Start of TASK INPUTS
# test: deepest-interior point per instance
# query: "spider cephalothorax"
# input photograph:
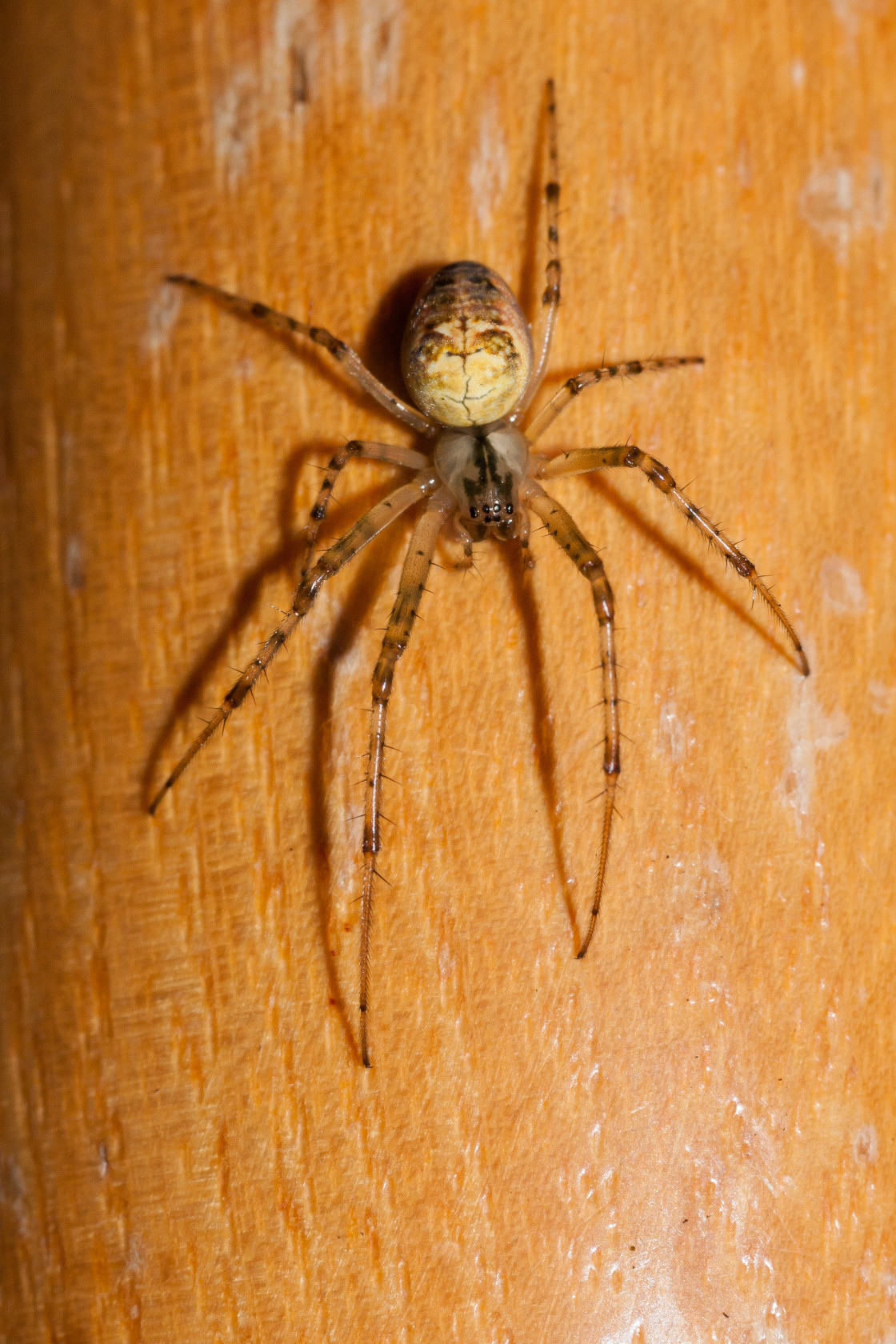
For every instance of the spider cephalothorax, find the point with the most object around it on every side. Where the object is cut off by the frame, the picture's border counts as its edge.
(484, 470)
(468, 362)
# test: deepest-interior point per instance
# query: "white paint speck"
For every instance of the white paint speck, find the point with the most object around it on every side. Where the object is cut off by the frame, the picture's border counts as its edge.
(850, 12)
(841, 202)
(235, 126)
(810, 730)
(841, 586)
(866, 1144)
(162, 318)
(490, 168)
(378, 31)
(674, 735)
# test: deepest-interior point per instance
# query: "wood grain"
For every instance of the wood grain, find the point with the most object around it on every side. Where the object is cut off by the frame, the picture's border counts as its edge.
(688, 1136)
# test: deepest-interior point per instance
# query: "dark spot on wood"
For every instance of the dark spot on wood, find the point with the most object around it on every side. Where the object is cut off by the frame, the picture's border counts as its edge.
(298, 78)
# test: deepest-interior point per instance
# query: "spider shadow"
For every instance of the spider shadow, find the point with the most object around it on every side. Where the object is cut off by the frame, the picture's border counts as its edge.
(542, 721)
(285, 559)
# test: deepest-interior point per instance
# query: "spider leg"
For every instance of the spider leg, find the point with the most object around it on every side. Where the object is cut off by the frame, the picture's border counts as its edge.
(342, 353)
(551, 298)
(465, 541)
(358, 448)
(595, 458)
(398, 632)
(330, 563)
(586, 559)
(591, 377)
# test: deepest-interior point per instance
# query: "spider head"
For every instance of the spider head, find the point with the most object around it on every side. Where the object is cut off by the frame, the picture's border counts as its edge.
(484, 468)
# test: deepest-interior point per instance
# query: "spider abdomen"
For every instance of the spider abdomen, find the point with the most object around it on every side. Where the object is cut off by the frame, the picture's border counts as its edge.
(466, 354)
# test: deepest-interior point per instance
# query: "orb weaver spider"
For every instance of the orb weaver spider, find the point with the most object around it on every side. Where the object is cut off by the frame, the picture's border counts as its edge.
(469, 363)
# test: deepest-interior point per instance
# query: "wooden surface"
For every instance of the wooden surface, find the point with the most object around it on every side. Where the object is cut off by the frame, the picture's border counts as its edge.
(688, 1136)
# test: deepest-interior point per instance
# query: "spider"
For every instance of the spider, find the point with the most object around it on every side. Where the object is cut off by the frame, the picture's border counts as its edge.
(469, 363)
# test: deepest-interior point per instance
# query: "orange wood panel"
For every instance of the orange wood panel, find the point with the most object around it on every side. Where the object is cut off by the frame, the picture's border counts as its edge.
(690, 1134)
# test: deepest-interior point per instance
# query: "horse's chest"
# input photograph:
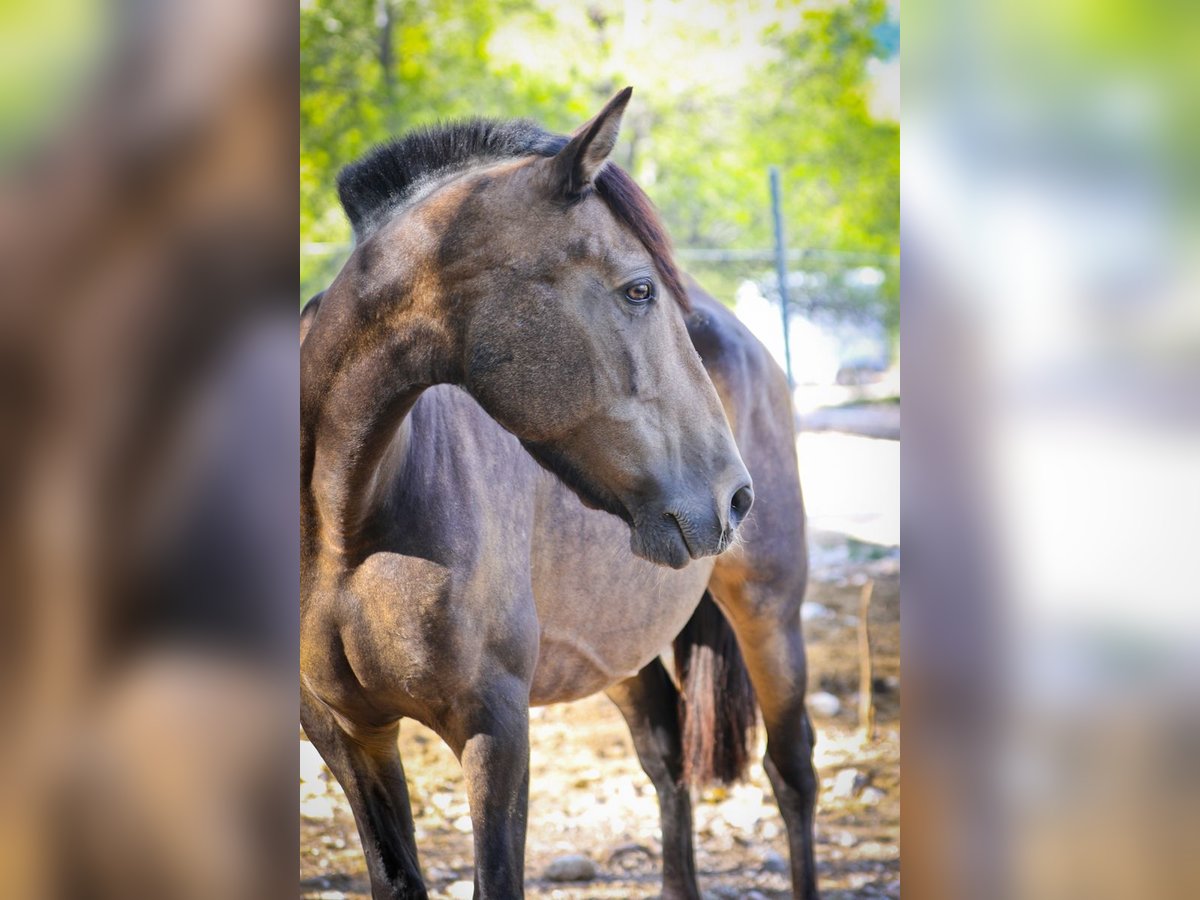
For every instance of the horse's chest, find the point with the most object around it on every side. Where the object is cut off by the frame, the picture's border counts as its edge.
(604, 616)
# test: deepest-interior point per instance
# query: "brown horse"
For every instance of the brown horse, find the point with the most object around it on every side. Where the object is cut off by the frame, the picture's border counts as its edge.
End of TASK INPUTS
* _INSTRUCTIONS TO FOLLOW_: I would like you to report every line in the listing above that contains "brown".

* _OUTPUT BELOW_:
# query: "brown horse"
For every instance of the brown horse, find the point with the most object around it on every side. Where the object is cut off by the frame, the picture's border counts as its edge.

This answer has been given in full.